• **What this task involves**
Write out the entries below exactly, line for line, without any changes.

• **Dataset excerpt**
- - - - - - -
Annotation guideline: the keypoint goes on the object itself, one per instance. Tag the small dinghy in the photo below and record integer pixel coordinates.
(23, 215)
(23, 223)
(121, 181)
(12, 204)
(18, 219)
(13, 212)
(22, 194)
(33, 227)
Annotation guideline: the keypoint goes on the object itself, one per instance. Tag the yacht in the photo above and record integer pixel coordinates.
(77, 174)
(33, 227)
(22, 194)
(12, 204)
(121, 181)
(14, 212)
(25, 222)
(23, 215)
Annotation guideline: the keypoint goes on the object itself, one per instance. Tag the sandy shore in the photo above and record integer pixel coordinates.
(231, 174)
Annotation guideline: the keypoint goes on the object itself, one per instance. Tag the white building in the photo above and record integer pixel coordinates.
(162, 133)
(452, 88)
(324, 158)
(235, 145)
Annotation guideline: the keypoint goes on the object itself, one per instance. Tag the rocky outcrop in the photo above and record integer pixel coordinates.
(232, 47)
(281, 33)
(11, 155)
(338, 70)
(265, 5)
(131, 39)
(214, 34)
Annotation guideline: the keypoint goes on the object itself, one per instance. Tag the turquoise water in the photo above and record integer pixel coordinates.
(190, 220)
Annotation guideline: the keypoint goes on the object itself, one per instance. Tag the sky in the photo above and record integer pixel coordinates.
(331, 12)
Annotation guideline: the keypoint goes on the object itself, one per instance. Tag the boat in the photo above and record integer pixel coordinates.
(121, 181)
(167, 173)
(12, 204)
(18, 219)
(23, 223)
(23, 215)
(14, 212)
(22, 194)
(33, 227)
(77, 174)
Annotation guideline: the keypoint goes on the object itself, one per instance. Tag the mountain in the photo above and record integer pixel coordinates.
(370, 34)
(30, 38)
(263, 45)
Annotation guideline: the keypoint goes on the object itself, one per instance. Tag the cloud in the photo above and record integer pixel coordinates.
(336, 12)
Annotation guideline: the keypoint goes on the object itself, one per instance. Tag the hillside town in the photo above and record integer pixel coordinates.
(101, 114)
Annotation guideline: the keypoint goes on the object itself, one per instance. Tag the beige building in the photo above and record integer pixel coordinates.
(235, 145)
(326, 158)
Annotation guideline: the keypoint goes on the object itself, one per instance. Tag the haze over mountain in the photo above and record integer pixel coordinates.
- - - - - - -
• **Solution for this exercise**
Annotation guideline: the keypoint goes on the object itself, one per instance. Tag the small dinghy in the photo below and record integer pixel coordinates.
(23, 215)
(23, 223)
(121, 181)
(12, 204)
(18, 219)
(13, 212)
(22, 194)
(33, 227)
Annotation guideline: the keypoint goes on the object itself, one per instance. Tag the yacht in the photo above and record integer pixel coordinates.
(77, 174)
(33, 227)
(22, 194)
(12, 204)
(121, 181)
(14, 212)
(25, 222)
(23, 215)
Annotation guideline: the keypoint goes on the object itself, one per instance. Tag the sandy shore in the photo above and record integer pixel coordinates.
(231, 174)
Annotation guideline: the keypoint goes on the object itself, one per instance. Tag the white building in the photo above and record integer pixel coordinates.
(162, 133)
(452, 88)
(324, 158)
(235, 145)
Annotation guideline: the keypoint goes on the object itself, one per instance. Tag the rocky outcrop in the photo above and record integer pixel coordinates.
(232, 47)
(281, 33)
(11, 155)
(338, 70)
(265, 5)
(131, 39)
(214, 34)
Annotation guideline: the keypoint goes on the object itself, one per instance. Tag the turquoise water in the photo above and record integer pixel coordinates.
(190, 220)
Annotation guideline: the keypoint goes on the object itself, one per instance. Tag the sky in the photo above and record integer pixel coordinates.
(331, 12)
Annotation guideline: the keypoint goes on the object itself, one per instance. Tag the boat in the photo above and record integer pixel coordinates.
(121, 181)
(167, 173)
(12, 204)
(18, 219)
(23, 223)
(23, 215)
(14, 212)
(22, 194)
(33, 227)
(77, 174)
Annotation guideline: the keypoint goes on the object itself, one per instance. Tag the mountain in the photo above and record integer pixel coordinates.
(370, 34)
(30, 38)
(263, 45)
Annotation guideline: the keypoint goes on the object itself, one per instance. Tag the cloud in the photo above and record integer pixel coordinates.
(336, 12)
Annotation guideline: the keypoint goes on the object itself, one per instance. Tag the hillside town in the photo above and record integer pixel coordinates.
(101, 114)
Annotation guideline: the keypoint goes on the object itself, one per instance. Tag the beige building in the photo above and record integer pixel coordinates.
(235, 145)
(326, 158)
Annotation guideline: the keypoint goes on the object itself, one per instance. Tag the haze over mountain in the photo above and record integer pixel coordinates.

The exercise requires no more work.